COMPITO ASSEGNATO 1:
Stampa senza modifiche la parte dell'intervista che si apre con le parole contenenti "A me piace viverle" e si chiude con "l'ausilio delle 3arti.".

TESTO:

******

Sicuramente la recitazione è la parte della mia formazione che ancora sto affinando e che ad ogni lavoro nuovo cerco di affrontare e migliorare mettendomi in gioco con i miei colleghi.

2. Ci sono dei punti in comune e di interazione tra le diverse discipline artistiche che tu hai affrontato?
 
A me piace viverle come un'unica disciplina. Anche come ensemble, è vero che ballo in primo luogo, ma ancor prima sto dando vita a un personaggio (seppur piccolo e magari senza alcun nesso con la storia) che non è " Andrea Rossi " l'esecutore ma l'interprete. Senza contare che mentre balli e dai vita al personaggio devi chiaramente anche cantare. Quindi, a mio avviso, non bisogna pensare di salire sul palco e fare tre cose distinte; ma bisogna andare sul palco portando in scena un personaggio che dovrà respirare e muoversi attraverso l'ausilio delle 3arti.

3. Quali sono i tuoi riferimenti artistici?

******

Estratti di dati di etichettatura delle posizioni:
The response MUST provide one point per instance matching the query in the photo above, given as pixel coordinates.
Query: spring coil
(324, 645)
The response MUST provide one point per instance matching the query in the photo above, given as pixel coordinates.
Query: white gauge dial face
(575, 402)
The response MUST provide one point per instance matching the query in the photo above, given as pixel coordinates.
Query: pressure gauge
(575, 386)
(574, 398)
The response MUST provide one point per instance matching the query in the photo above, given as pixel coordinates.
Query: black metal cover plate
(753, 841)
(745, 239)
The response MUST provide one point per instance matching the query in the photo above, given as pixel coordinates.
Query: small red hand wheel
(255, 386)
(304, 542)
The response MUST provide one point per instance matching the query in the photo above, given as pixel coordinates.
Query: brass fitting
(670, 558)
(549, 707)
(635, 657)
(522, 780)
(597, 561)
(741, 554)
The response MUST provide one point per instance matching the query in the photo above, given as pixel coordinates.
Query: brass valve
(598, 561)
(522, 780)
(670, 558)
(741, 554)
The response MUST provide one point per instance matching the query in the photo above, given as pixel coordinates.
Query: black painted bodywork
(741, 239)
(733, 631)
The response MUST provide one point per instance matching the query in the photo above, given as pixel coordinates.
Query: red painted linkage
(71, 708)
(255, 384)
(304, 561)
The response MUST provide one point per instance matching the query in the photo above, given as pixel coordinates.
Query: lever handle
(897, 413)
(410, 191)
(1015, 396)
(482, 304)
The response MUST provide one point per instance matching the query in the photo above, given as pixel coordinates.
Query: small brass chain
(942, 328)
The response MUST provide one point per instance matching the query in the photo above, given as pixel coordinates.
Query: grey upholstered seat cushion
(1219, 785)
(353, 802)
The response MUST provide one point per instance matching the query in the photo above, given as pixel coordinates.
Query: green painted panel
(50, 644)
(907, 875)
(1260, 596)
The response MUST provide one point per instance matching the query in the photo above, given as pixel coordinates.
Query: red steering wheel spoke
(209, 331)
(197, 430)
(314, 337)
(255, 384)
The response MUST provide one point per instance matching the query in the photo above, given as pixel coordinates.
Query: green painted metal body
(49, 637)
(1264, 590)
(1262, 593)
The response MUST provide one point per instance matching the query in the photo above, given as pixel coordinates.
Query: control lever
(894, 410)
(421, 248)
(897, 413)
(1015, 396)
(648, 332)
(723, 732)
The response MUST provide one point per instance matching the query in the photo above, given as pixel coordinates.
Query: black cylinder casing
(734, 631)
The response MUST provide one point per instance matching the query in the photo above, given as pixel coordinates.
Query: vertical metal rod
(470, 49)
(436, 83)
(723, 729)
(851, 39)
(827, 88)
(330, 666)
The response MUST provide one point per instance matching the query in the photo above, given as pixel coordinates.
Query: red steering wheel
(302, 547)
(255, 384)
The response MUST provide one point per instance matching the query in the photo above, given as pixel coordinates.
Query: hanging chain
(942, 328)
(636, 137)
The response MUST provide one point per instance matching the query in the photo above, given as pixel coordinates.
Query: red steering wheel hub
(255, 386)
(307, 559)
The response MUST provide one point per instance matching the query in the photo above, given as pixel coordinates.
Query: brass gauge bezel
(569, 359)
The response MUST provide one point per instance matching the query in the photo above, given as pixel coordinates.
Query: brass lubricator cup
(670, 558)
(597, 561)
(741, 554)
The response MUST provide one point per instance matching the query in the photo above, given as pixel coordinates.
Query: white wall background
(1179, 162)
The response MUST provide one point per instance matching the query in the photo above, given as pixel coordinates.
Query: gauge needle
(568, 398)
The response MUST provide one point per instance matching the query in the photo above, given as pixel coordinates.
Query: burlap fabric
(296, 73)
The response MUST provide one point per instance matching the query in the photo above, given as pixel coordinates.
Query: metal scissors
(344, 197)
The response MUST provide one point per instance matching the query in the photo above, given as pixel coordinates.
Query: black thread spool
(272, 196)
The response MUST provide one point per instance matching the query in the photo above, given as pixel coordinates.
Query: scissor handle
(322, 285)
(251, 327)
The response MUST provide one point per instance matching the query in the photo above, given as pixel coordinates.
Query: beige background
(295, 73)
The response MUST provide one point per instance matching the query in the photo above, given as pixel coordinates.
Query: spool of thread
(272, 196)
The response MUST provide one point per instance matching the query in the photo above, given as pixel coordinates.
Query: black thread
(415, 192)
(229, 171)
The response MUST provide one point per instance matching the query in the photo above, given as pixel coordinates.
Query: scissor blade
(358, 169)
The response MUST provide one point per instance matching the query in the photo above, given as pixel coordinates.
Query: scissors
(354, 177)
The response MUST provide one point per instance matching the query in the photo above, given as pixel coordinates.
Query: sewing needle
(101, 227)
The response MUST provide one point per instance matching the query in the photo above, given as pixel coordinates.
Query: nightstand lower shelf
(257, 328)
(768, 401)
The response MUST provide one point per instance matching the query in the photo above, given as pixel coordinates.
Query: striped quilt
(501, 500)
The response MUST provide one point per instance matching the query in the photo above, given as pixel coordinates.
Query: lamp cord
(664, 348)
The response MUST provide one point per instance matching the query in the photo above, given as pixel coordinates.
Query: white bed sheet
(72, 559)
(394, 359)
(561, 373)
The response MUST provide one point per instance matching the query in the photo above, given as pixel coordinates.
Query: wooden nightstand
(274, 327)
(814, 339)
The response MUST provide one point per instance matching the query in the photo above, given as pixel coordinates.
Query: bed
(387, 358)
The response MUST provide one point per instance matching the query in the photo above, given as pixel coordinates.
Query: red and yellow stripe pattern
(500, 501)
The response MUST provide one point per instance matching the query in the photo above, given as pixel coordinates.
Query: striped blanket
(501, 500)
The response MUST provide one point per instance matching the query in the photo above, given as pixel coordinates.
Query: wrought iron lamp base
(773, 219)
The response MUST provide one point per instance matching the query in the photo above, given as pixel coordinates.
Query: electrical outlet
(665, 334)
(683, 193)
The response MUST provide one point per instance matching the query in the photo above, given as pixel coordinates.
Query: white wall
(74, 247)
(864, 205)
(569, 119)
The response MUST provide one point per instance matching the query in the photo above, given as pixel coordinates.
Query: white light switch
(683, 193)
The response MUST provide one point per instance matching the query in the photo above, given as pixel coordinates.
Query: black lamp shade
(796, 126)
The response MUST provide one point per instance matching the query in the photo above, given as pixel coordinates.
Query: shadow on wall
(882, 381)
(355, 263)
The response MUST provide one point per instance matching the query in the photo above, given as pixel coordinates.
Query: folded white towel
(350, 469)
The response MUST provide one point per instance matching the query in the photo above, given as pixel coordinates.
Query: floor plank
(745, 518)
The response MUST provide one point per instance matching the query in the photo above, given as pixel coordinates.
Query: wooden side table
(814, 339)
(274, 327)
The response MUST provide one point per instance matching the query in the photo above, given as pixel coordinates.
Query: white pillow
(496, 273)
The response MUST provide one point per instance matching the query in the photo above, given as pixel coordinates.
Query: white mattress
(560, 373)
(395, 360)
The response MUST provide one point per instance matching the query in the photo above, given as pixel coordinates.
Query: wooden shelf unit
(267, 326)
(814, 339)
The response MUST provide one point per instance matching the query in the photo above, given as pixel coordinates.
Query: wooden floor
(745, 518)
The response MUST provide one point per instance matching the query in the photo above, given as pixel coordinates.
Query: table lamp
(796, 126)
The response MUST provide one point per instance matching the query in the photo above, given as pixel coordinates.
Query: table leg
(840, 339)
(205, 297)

******

COMPITO ASSEGNATO 2:
Restituisci ogni riga dei record che contiene la stringa "handle", distinguendo tra maiuscole e minuscole.

RISULTATO DEL COMPITO 1:
A me piace viverle come un'unica disciplina. Anche come ensemble, è vero che ballo in primo luogo, ma ancor prima sto dando vita a un personaggio (seppur piccolo e magari senza alcun nesso con la storia) che non è " Andrea Rossi " l'esecutore ma l'interprete. Senza contare che mentre balli e dai vita al personaggio devi chiaramente anche cantare. Quindi, a mio avviso, non bisogna pensare di salire sul palco e fare tre cose distinte; ma bisogna andare sul palco portando in scena un personaggio che dovrà respirare e muoversi attraverso l'ausilio delle 3arti.

RISULTATO DEL COMPITO 2:
Query: lever handle
Query: scissor handle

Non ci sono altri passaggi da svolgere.